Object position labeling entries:
----------------------------------------

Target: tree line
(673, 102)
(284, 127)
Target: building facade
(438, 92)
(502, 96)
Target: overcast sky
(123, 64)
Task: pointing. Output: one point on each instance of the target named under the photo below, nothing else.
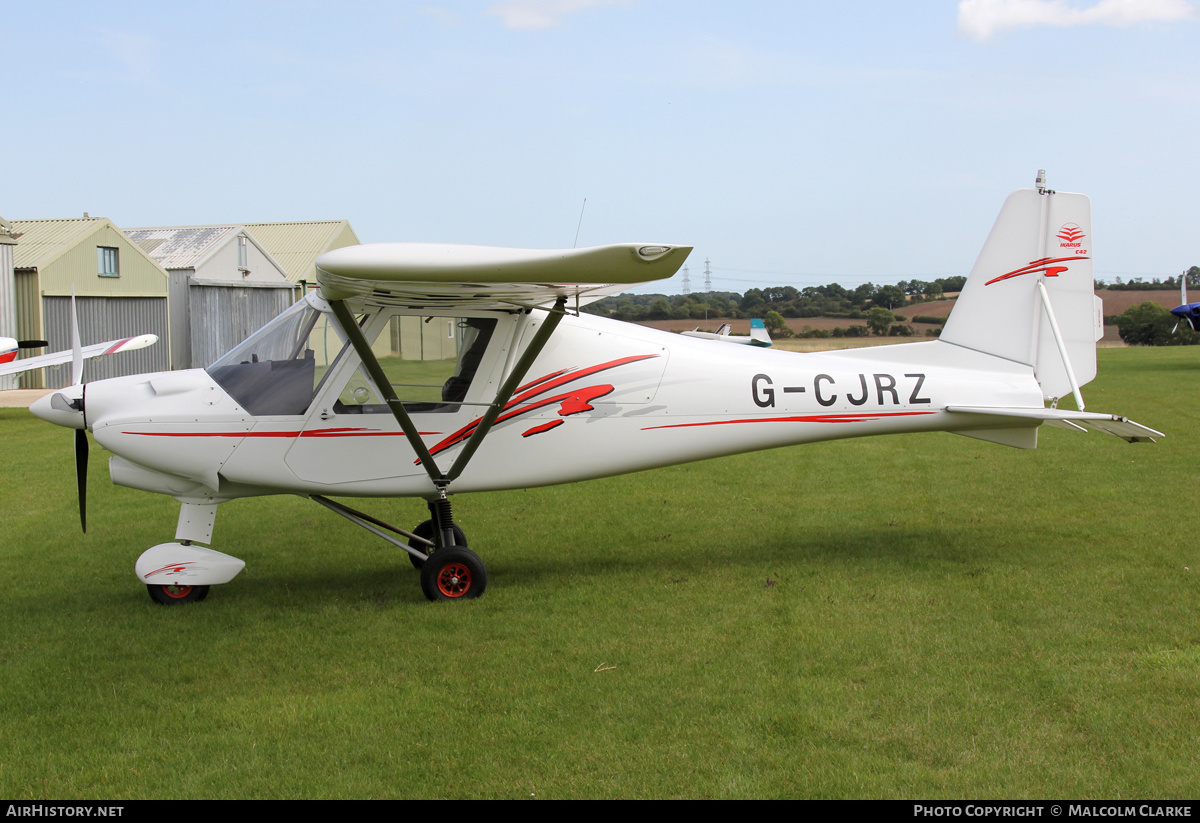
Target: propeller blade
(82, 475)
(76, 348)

----------------------------------------

● Task objective
Rewrite all the rows with "occurrence" substituted for "instance" and everything else kept the same. Omit the pictures from your output.

● The output
Target: tree line
(673, 102)
(284, 127)
Target: building facade
(438, 92)
(502, 96)
Target: overcast sky
(123, 64)
Task: pointing. Output: one point on each occurrence of the target named under the photo below, nothing else.
Target: propeller blade
(82, 475)
(76, 348)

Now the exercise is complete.